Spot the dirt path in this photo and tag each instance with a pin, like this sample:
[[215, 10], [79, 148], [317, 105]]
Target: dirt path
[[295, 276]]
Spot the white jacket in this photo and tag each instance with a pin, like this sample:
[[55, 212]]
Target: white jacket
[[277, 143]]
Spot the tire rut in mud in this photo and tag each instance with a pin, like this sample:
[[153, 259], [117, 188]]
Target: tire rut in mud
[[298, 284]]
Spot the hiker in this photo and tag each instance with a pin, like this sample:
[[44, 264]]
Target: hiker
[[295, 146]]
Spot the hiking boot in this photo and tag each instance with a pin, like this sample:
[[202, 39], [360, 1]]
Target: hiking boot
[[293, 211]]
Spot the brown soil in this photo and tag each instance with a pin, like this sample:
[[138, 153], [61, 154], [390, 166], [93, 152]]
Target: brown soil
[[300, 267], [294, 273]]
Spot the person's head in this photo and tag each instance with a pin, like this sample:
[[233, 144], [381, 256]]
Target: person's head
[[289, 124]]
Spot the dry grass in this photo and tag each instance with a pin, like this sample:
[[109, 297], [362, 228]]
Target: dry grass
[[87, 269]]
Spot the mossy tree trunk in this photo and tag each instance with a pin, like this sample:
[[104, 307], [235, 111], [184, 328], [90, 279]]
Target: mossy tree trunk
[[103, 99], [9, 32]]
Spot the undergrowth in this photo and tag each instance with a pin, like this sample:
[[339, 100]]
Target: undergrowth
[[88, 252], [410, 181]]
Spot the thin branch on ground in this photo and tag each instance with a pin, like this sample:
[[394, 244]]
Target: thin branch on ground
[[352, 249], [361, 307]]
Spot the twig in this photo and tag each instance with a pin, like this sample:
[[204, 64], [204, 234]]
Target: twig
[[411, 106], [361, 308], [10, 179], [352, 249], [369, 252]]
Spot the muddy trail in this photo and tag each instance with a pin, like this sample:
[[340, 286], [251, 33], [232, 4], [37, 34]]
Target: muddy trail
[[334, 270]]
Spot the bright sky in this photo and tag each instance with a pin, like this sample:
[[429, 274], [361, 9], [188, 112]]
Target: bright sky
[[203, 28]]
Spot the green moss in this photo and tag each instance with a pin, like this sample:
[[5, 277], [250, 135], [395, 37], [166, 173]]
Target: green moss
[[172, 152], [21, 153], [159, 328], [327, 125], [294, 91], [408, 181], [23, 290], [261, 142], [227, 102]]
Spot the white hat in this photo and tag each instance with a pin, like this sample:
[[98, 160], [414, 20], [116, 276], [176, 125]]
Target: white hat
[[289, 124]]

EXERCISE DIRECTIONS>
Take the lines from the first line of the listing up to and including the line with "Spot the hiking" and give them again exactly.

TASK OUTPUT>
Spot the dirt path in this photo and tag each instance with a pin, like this sample:
[[215, 10], [79, 148], [317, 105]]
Target: dirt path
[[295, 276]]
Spot the white jacket in this photo and tag each instance with a pin, like this sample:
[[55, 212]]
Target: white jacket
[[277, 143]]
Spot the tire rut in mud in this photo and tag each instance with a pin, like this sample:
[[153, 259], [117, 188]]
Target: tire rut in mud
[[298, 284]]
Spot the hiker in this photo and tag each instance with a pin, like this sample:
[[44, 264]]
Target: hiker
[[295, 146]]
Spot the hiking boot in this photo and tag each instance with a pin, like this sample:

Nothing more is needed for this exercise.